▶ TASK PROMPT
Copy the rows below word for word, from the first to the last. Leave the pictures out of your copy.

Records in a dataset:

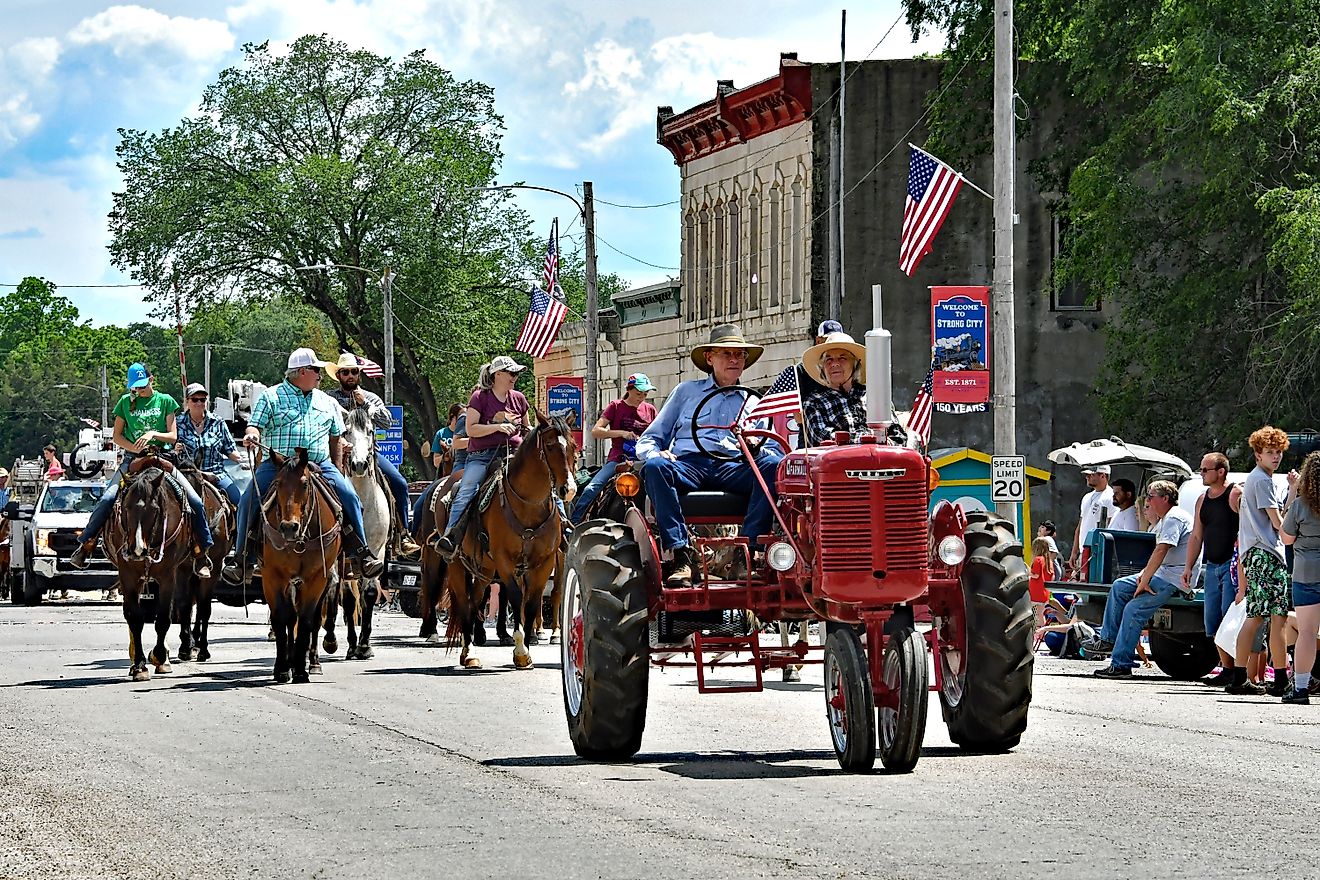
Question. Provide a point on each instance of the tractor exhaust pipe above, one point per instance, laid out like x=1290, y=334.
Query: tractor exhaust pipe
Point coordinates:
x=879, y=368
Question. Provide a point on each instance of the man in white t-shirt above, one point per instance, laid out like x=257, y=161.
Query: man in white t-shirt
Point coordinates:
x=1097, y=509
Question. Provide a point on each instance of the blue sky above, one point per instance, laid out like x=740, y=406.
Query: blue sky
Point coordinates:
x=578, y=91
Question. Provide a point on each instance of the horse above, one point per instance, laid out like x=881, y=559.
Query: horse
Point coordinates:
x=300, y=561
x=193, y=637
x=515, y=540
x=359, y=603
x=149, y=538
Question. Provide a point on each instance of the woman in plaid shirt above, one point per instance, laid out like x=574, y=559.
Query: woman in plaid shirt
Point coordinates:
x=840, y=403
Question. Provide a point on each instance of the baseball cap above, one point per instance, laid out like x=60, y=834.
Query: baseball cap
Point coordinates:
x=137, y=376
x=305, y=358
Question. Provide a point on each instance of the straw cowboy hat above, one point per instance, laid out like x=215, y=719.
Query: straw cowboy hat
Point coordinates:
x=726, y=335
x=813, y=356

▶ RESULT FOR THIS TASK
Question. Provide a point on each instance of the tractor exhaust pipe above, one point per instance, laid out like x=1290, y=334.
Query: tractor exhaust pipe
Point coordinates:
x=879, y=368
Question. Provide a point on each instance of the man in white t-shirt above, one point per instance, laid out like x=257, y=161.
Query: man in white t-shirt
Point coordinates:
x=1097, y=509
Question. Provide a point on each instance of the blue sky above, one point per instance, laid out like x=740, y=406.
Query: blue sky
Point coordinates:
x=578, y=91
Question. Provide a point on each instance of the horse above, one point per instance, laid out like x=881, y=559.
Query: horse
Point coordinates:
x=300, y=561
x=193, y=637
x=515, y=540
x=359, y=603
x=149, y=538
Question. Provide a point on each instance of the woman in plaid shirt above, one point per instance, laid out like x=574, y=559.
Query: woman in plaid shirt
Point coordinates:
x=840, y=403
Question. Provide a point on each instance of the baseball cap above, one point per instance, laid out like x=60, y=834.
Query: baseball cap
Point coordinates:
x=137, y=376
x=305, y=358
Question. Provide a point on each instance of the straw cowboy hat above, one point per instance, laid out like x=215, y=719.
Query: straw cowboy hat
Point coordinates:
x=726, y=335
x=813, y=356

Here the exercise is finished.